What to work on: Copy everything from the start of the material below down to the line containing "[186, 136, 219, 166]", replacing "landscape" with "seascape" and leaving all else unchanged. Omit the pictures from your answer.

#### Entries supplied

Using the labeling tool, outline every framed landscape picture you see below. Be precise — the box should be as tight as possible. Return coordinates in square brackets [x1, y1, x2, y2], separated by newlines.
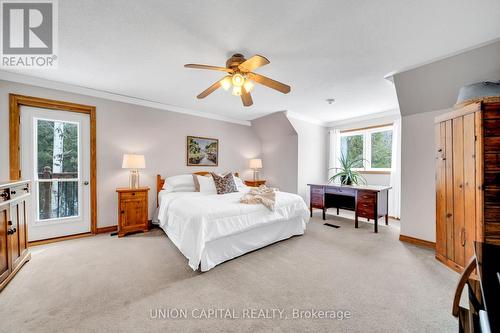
[186, 136, 219, 166]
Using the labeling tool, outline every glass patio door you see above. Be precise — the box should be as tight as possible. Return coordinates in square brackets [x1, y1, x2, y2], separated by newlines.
[21, 107, 90, 241]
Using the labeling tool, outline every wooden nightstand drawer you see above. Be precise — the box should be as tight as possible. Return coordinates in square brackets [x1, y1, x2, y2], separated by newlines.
[116, 188, 149, 237]
[120, 191, 148, 200]
[245, 179, 266, 187]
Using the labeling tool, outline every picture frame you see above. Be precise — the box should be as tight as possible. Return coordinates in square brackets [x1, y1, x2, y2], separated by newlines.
[186, 135, 219, 167]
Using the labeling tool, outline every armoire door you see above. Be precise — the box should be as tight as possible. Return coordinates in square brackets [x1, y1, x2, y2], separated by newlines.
[452, 117, 465, 267]
[463, 113, 477, 264]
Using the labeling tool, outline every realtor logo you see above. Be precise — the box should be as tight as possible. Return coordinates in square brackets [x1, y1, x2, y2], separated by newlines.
[1, 0, 57, 68]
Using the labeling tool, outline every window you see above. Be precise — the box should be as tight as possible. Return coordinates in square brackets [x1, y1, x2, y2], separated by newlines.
[34, 118, 79, 221]
[337, 126, 392, 171]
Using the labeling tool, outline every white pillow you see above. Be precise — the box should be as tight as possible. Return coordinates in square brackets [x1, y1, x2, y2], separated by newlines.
[163, 174, 195, 192]
[197, 176, 217, 194]
[233, 173, 247, 191]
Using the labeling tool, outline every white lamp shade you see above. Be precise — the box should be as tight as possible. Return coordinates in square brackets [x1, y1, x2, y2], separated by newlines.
[249, 158, 262, 169]
[122, 154, 146, 169]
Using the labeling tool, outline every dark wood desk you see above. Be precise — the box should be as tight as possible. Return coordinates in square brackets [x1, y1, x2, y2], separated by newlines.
[307, 184, 391, 232]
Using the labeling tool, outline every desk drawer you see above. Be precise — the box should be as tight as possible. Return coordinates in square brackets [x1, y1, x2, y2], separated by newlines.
[358, 191, 377, 205]
[311, 186, 325, 196]
[326, 187, 356, 196]
[311, 193, 324, 208]
[357, 203, 375, 219]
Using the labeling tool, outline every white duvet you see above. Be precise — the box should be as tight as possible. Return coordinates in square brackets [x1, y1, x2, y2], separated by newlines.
[158, 191, 309, 270]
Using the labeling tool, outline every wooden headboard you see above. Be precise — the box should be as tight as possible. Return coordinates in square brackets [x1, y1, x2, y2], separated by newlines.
[156, 171, 240, 207]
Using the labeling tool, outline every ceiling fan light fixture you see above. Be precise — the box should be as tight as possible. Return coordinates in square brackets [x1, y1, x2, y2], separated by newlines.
[243, 79, 254, 93]
[221, 76, 231, 91]
[233, 86, 241, 96]
[232, 74, 245, 87]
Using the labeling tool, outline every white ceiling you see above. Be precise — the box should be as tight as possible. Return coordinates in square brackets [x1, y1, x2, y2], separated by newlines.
[3, 0, 500, 122]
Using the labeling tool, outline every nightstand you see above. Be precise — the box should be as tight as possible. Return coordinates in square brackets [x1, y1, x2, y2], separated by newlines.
[245, 179, 266, 187]
[116, 187, 149, 237]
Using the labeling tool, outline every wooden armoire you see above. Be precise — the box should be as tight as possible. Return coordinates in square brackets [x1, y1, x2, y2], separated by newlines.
[435, 99, 500, 271]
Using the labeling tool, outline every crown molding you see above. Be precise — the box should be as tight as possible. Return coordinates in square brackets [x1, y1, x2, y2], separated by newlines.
[0, 70, 251, 126]
[285, 111, 328, 127]
[327, 109, 401, 127]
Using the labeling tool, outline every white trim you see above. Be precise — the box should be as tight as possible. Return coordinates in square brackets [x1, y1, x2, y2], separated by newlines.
[326, 109, 401, 128]
[285, 111, 328, 127]
[0, 70, 251, 126]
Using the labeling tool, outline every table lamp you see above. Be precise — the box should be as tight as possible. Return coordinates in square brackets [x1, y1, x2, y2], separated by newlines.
[249, 158, 262, 181]
[122, 154, 146, 188]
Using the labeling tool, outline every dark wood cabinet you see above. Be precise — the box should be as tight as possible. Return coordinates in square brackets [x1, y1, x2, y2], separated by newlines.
[435, 102, 500, 271]
[0, 181, 30, 290]
[116, 187, 149, 237]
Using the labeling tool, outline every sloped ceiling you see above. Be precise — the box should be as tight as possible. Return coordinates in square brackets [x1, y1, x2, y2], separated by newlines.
[3, 0, 500, 122]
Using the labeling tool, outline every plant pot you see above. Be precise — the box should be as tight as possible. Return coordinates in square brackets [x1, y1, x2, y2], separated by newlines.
[340, 176, 352, 185]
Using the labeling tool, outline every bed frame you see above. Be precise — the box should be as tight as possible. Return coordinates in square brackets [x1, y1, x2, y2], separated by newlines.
[156, 171, 240, 207]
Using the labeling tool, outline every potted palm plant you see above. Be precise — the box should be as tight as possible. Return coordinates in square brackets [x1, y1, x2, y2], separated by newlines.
[328, 154, 366, 185]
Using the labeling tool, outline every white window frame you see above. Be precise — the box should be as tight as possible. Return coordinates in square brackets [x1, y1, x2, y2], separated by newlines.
[337, 125, 394, 172]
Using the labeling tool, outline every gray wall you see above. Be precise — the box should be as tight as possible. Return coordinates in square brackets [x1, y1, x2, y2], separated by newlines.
[394, 42, 500, 241]
[252, 112, 298, 193]
[394, 41, 500, 116]
[288, 117, 328, 203]
[0, 81, 262, 227]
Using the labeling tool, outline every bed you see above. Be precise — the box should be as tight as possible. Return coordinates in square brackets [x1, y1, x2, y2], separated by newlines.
[157, 172, 309, 272]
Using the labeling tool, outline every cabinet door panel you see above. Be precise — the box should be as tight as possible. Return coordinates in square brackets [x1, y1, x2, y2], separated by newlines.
[445, 120, 455, 260]
[0, 204, 10, 282]
[9, 203, 21, 269]
[120, 200, 147, 228]
[453, 117, 465, 267]
[464, 113, 476, 262]
[435, 122, 446, 256]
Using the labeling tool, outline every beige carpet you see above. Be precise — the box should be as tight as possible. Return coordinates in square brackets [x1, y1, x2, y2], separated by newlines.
[0, 216, 458, 333]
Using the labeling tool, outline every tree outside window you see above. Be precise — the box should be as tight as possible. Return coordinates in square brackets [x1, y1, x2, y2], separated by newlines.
[338, 126, 392, 171]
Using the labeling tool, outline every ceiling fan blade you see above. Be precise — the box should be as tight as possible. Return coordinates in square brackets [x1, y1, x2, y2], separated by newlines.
[184, 64, 233, 73]
[247, 73, 291, 94]
[241, 89, 253, 106]
[238, 54, 269, 72]
[196, 75, 230, 99]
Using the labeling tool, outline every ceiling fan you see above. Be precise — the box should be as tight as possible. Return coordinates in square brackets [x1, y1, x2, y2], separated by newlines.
[184, 53, 290, 106]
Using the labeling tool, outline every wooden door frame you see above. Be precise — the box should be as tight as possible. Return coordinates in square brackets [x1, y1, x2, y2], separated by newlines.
[9, 94, 97, 234]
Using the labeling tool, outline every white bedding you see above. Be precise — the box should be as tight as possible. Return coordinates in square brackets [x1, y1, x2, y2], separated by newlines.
[158, 191, 309, 270]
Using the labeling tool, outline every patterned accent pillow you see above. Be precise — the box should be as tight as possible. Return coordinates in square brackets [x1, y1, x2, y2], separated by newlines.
[211, 172, 238, 194]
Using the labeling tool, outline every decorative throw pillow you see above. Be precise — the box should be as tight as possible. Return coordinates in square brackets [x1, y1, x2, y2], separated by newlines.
[197, 175, 217, 194]
[212, 172, 238, 194]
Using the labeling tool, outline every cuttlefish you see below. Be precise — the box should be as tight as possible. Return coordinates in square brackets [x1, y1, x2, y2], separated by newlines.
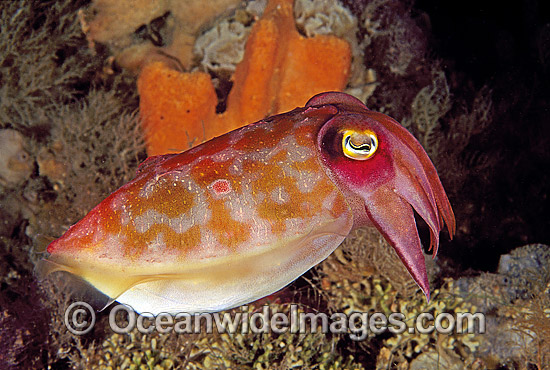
[39, 92, 455, 314]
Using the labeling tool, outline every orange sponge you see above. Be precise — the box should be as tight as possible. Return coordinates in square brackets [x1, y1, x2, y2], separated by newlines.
[138, 0, 351, 156]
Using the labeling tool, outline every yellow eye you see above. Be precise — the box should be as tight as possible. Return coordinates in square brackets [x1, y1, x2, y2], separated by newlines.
[342, 130, 378, 161]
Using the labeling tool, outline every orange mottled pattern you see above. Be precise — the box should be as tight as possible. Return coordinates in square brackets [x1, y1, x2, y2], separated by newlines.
[49, 110, 350, 263]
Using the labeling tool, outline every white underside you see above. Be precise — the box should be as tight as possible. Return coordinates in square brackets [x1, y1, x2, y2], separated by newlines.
[116, 225, 351, 315]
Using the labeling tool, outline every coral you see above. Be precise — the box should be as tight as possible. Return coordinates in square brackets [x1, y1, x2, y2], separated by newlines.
[85, 304, 363, 370]
[0, 0, 99, 126]
[80, 0, 242, 70]
[27, 91, 143, 237]
[0, 129, 33, 187]
[138, 0, 351, 155]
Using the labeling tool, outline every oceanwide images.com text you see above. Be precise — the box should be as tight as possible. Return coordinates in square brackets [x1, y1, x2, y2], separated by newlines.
[65, 302, 485, 341]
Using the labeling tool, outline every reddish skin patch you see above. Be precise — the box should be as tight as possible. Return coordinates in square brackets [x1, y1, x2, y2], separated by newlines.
[210, 179, 231, 196]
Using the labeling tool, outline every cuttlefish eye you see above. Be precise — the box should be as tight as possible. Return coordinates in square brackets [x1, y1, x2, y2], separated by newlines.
[342, 130, 378, 161]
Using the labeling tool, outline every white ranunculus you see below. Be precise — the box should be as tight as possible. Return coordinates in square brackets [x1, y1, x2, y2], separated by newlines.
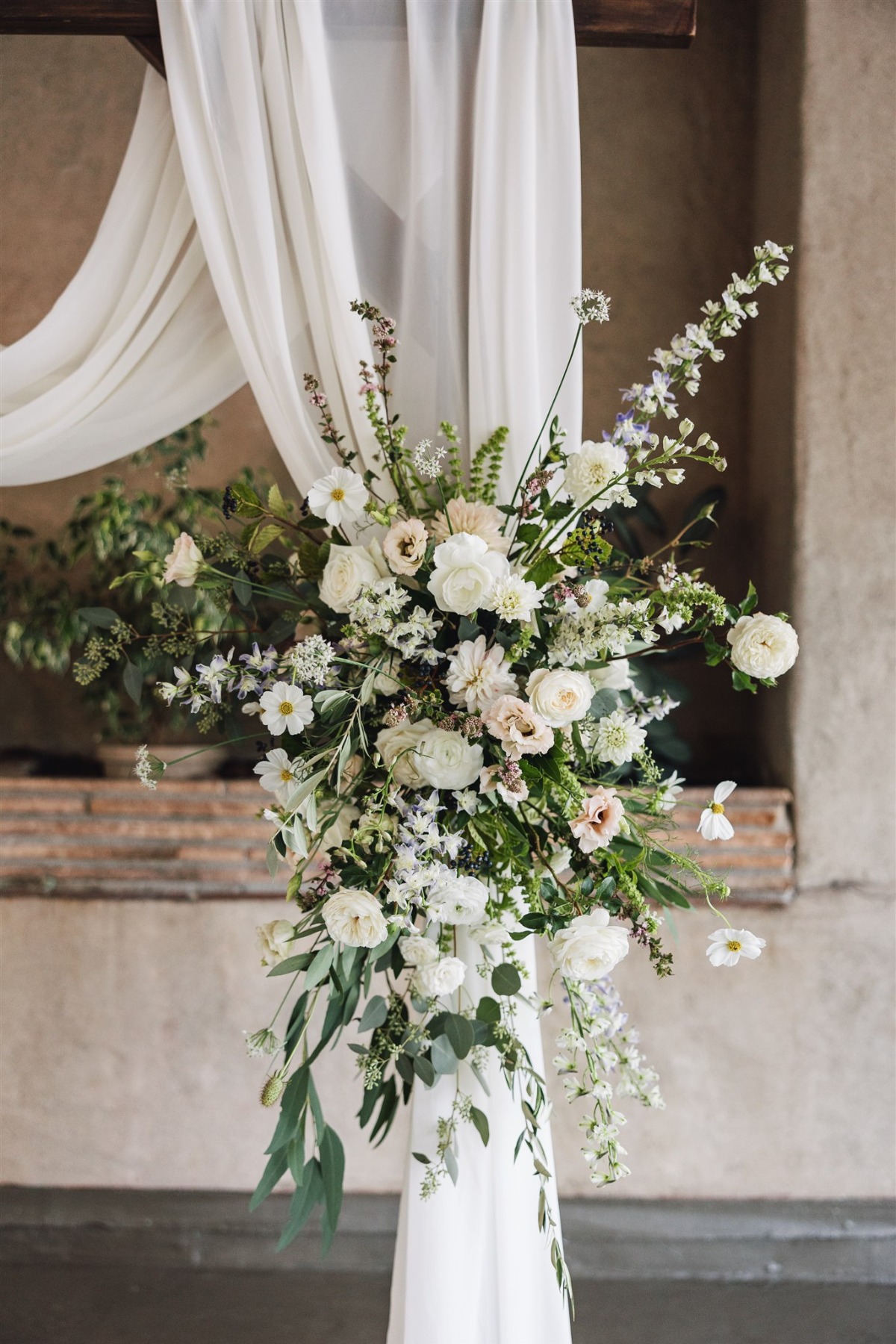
[376, 719, 432, 789]
[415, 729, 482, 789]
[321, 887, 388, 948]
[728, 612, 799, 679]
[164, 532, 204, 588]
[551, 910, 629, 980]
[525, 668, 594, 729]
[411, 957, 466, 998]
[320, 541, 388, 615]
[427, 874, 489, 924]
[427, 532, 511, 615]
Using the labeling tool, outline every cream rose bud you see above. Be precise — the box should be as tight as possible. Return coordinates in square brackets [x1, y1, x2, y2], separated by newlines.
[411, 957, 466, 998]
[320, 541, 388, 615]
[164, 532, 204, 588]
[376, 719, 432, 789]
[427, 532, 511, 615]
[551, 910, 629, 980]
[255, 919, 296, 966]
[728, 612, 799, 679]
[427, 874, 489, 924]
[321, 887, 388, 948]
[525, 668, 594, 729]
[383, 517, 429, 574]
[415, 729, 482, 789]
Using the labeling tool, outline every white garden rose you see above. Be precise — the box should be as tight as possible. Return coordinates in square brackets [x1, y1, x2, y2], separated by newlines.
[411, 957, 466, 998]
[525, 668, 594, 729]
[321, 887, 388, 948]
[376, 719, 432, 789]
[728, 612, 799, 679]
[427, 874, 489, 924]
[415, 729, 482, 789]
[551, 910, 629, 980]
[320, 541, 388, 615]
[427, 532, 511, 615]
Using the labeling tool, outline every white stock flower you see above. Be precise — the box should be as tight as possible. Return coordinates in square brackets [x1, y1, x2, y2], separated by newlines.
[551, 909, 629, 980]
[427, 532, 511, 615]
[258, 682, 314, 738]
[525, 668, 594, 729]
[164, 532, 204, 588]
[320, 541, 388, 615]
[445, 635, 517, 714]
[594, 709, 647, 765]
[411, 957, 466, 998]
[321, 887, 388, 948]
[308, 467, 367, 527]
[255, 919, 296, 966]
[426, 874, 489, 924]
[706, 929, 765, 966]
[563, 440, 629, 512]
[415, 729, 482, 789]
[728, 612, 799, 679]
[376, 719, 432, 789]
[697, 780, 738, 840]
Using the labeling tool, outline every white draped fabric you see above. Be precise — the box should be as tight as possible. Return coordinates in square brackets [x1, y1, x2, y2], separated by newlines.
[0, 0, 582, 1344]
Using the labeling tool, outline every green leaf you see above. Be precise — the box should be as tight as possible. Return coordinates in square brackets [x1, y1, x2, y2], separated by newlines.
[491, 961, 523, 998]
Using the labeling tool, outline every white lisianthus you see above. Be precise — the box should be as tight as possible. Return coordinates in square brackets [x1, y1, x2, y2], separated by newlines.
[482, 574, 541, 621]
[445, 635, 517, 714]
[415, 729, 482, 789]
[255, 919, 296, 966]
[376, 719, 432, 789]
[163, 532, 204, 588]
[697, 780, 738, 840]
[411, 957, 466, 998]
[427, 532, 511, 615]
[308, 467, 367, 527]
[525, 668, 594, 729]
[563, 440, 632, 512]
[321, 887, 388, 948]
[706, 929, 765, 966]
[259, 682, 314, 738]
[551, 910, 629, 980]
[320, 541, 388, 615]
[594, 709, 647, 765]
[427, 874, 489, 924]
[728, 612, 799, 680]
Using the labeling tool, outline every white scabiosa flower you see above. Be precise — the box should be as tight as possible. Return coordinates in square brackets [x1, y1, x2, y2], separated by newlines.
[706, 929, 765, 966]
[308, 467, 367, 527]
[697, 780, 738, 840]
[259, 682, 314, 738]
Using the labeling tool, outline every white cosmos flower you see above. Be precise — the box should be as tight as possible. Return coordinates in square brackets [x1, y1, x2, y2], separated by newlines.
[445, 635, 517, 714]
[697, 780, 738, 840]
[259, 682, 314, 738]
[308, 467, 367, 527]
[706, 929, 765, 966]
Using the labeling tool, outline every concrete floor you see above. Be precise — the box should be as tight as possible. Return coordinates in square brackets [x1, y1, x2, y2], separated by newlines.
[0, 1265, 896, 1344]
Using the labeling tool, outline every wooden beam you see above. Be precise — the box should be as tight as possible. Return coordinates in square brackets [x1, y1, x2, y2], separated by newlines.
[0, 0, 697, 57]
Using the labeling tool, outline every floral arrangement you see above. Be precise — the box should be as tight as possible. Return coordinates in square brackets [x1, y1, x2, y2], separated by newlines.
[129, 243, 798, 1290]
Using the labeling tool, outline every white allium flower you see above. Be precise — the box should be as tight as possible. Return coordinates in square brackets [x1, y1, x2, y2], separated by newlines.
[445, 635, 517, 714]
[563, 440, 630, 512]
[321, 887, 388, 948]
[308, 467, 367, 527]
[697, 780, 738, 840]
[259, 682, 314, 738]
[594, 709, 647, 765]
[706, 929, 765, 966]
[728, 612, 799, 677]
[482, 574, 541, 621]
[427, 532, 511, 615]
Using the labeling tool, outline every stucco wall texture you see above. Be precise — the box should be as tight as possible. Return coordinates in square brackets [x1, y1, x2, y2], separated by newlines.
[0, 0, 895, 1198]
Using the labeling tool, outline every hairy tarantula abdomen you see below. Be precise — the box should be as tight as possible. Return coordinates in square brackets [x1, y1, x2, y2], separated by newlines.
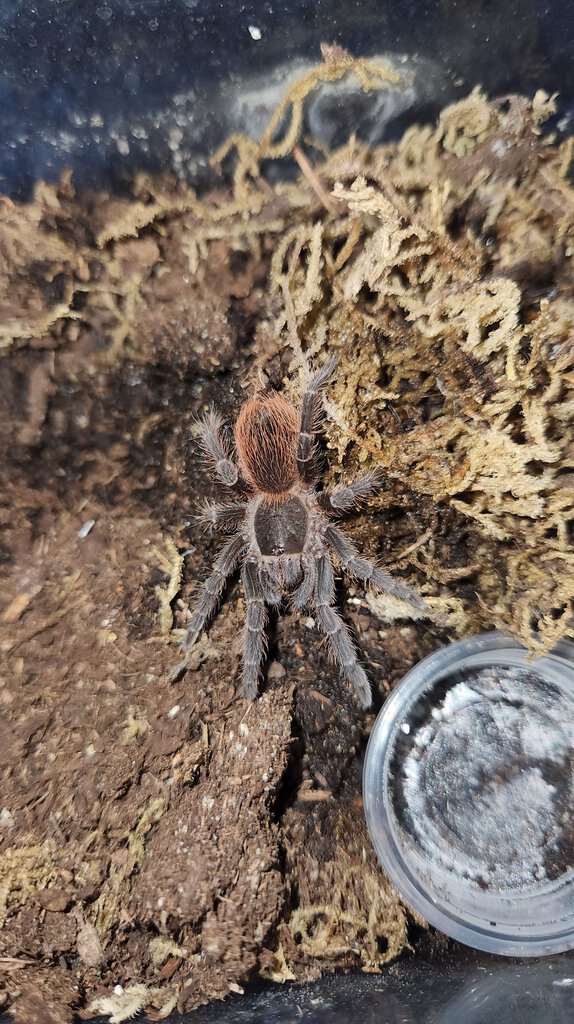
[235, 394, 301, 495]
[183, 357, 426, 708]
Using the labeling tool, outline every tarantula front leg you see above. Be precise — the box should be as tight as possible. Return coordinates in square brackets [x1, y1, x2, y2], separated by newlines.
[182, 536, 246, 650]
[198, 409, 239, 487]
[324, 525, 428, 611]
[297, 355, 337, 483]
[314, 554, 370, 708]
[241, 561, 270, 700]
[325, 470, 383, 512]
[196, 502, 246, 530]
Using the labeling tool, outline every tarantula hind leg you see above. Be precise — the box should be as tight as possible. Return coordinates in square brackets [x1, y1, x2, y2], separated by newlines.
[198, 409, 239, 487]
[314, 555, 371, 709]
[241, 561, 267, 700]
[325, 526, 429, 611]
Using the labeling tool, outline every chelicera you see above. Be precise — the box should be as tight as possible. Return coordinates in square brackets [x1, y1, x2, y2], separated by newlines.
[183, 357, 426, 708]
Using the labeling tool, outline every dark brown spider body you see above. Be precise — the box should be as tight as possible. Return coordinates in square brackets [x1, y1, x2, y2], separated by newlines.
[183, 358, 426, 708]
[253, 495, 309, 557]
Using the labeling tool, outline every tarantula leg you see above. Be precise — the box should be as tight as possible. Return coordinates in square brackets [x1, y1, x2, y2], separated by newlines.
[297, 355, 337, 483]
[314, 555, 370, 708]
[198, 409, 239, 487]
[195, 502, 246, 530]
[291, 555, 317, 611]
[327, 469, 383, 512]
[182, 537, 246, 650]
[241, 562, 267, 700]
[324, 525, 428, 611]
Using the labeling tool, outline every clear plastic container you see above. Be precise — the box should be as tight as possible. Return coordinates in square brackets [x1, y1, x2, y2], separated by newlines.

########

Complete output:
Using the labeling tool, outline every framed seascape picture you see below. Be precise — the box should be as tight as possible. Return coordinates in square brackets [x1, y1, x2, y2], separated by newlines.
[186, 136, 219, 166]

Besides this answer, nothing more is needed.